DE:  Music as the collection of different voices..
SH:  Yes, yes..
DE:  As well as flavours and tones..Its a question of style, or even life choices; to move from a food and onto a fashion analogy; the dressing up of music in new clothes rejuvenates on all sorts of levels. Its fair to say that Robert Fripp for instance, has always been a truly progressive musician on all sorts of levels, but clearly by  advancing the musical form from the template set down by 21st Century Schzoid Man through new wave, into the avant garde and on into the areas of soundscaping.. and certainly your recent albums, Wild Orchids and Out of the Tunnels Mouth have been concerned with similar advances.. Do you feel that music now, or the form by which the music industry has currently defined itself is damaging and indeed limiting in a final, even fatal sense?
SH:  Yes, I think to bridge both a generation gap and a style gap, to use your fashion analogy, is the true aim. Music without prejudice is where we need to pitch the tent. So, that’ll take me from the Ukele to the Stratocaster.
DE:  It sounds almost evangelical.
SH:  Well, yes. Irrespective of whether there is a God or not, Music is certainly the God for me, and in line with man and mammon, music is its own currency or code of belief, if you will, so I no longer worry how well or badly an album does. I mean with a case of the recent Box set, Premonitions, it wasn’t a case of ‘Oh, well that was the hit album,’ and that one didn’t do so well..’ but now its all in a box. And therefore part of a whole anyway. I mean in one sense, all achievements seem so small in retrospect. The whole point is in keeping going. Its the marathon for me. Its the run that interests me, not the finishing line.
DE:  And  this explains the prolific output.. so many new albums, guest spots on others work, hectic touring schedule..you’re in one sense, rewriting new ways to appreciate this music in terms of itself and in a grander sense, music as a whole..
SH:  I think so, yes. I get as turned on by flamenco strumming techniques as I do blues finger vibrato. They’re all subcultures, aren’t they? They’re all inward looking and people perfect their crafts with these individual concerns. For instance I’m writing this new piece about Iceland as Jo and I went there recently, so this Peruvian charango may provide a link between inspirations. Music is landscape, writing the story and simultaneously painting the picture, so I’m trying to get all those elements in there. I find most of the music that resonates for me tends to come from this sense of having a story. Even the love songs I like tend to have accompanying narratives, whether its in terms of dreams and incident or something like the moonlight sonata, or other similar pieces of musical romanticism. Separate schools of thought is the issue… I mean, I know that I’m moving between subjects to some extent here, but separate schools of thought that really should be listening to each other is my idea of heaven. Everything’s passed. Everyone’s achieved what they set out to do, so Bach can have a conversation with Miles Davis and the idea that they all start to see the value in each other’s abilities and we get beyond the zeitgeist excites me greatly. I’m attempting that on this side of the pearly gates! I thought at some point I’d do a compilation, ‘Blues, Bach and Beyond’ as I’ve done each of those things in separation..

Provided data

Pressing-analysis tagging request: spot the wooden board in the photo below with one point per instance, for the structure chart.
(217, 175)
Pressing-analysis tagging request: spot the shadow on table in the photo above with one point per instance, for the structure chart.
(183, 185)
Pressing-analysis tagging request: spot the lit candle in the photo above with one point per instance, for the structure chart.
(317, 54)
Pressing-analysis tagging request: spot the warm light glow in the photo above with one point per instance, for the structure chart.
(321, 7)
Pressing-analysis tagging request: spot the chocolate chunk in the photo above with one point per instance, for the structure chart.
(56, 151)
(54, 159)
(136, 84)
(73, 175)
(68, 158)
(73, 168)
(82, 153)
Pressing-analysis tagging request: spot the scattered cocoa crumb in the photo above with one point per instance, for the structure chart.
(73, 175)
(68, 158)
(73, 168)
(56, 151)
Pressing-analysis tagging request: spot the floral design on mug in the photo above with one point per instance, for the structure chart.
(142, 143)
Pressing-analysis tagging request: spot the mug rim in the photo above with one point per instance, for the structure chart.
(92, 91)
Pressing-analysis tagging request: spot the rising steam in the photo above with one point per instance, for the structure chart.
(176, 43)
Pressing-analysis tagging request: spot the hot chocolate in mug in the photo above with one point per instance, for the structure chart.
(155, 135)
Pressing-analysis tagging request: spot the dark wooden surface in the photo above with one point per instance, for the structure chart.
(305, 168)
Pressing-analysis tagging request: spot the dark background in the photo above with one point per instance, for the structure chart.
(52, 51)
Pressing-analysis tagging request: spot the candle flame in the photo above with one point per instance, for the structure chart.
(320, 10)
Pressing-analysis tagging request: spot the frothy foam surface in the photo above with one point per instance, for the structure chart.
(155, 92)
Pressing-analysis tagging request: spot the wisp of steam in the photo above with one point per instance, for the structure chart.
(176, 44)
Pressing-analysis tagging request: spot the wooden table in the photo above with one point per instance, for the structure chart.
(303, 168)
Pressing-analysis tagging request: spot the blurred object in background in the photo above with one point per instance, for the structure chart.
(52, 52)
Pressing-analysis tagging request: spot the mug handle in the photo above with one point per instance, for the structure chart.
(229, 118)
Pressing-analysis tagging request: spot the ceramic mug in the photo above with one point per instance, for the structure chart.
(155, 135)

==

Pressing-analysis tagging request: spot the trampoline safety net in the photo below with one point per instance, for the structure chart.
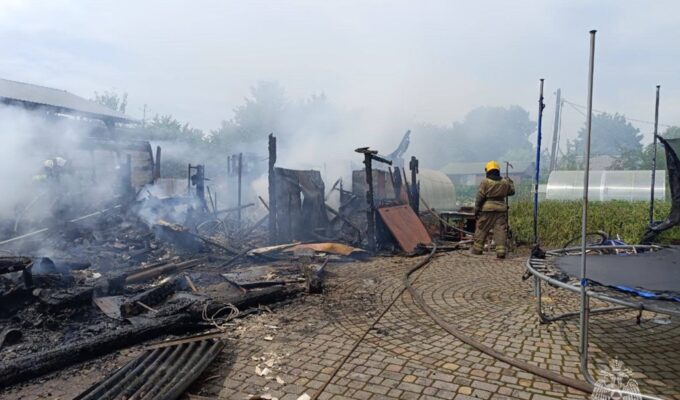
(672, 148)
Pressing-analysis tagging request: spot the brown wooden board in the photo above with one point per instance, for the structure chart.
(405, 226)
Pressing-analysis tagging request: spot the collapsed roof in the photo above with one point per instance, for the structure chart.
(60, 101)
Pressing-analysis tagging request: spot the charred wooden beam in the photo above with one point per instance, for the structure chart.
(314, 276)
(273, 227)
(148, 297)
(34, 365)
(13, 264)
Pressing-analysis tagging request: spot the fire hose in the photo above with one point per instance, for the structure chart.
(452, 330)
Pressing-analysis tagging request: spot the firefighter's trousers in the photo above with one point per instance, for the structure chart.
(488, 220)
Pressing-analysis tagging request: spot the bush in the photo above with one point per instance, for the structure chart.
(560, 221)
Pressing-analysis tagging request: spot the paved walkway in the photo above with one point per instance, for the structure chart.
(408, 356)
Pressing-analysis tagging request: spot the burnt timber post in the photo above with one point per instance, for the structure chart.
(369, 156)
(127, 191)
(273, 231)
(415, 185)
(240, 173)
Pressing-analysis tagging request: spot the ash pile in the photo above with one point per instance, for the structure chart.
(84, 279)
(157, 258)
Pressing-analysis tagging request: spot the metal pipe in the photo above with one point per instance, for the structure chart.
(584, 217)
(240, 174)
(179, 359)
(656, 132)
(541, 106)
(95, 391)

==

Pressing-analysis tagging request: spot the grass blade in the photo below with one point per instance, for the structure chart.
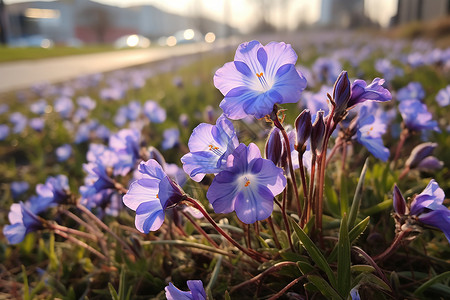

Challenges
1. Decide whether each statement agrees with the interview, answering yes or no and quoting the words that settle it: (a) SH names a recent box set called Premonitions; (b) SH says the finishing line is what interests him; (c) SH is writing a new piece about Iceland.
2. According to the interview, which instrument may provide a link between inspirations in SH's new piece?
The rows play no part here.

Answers given
1.
(a) Yes: "the recent Box set, Premonitions"
(b) No: "Its the run that interests me, not the finishing line."
(c) Yes: "I’m writing this new piece about Iceland"

2. A Peruvian charango.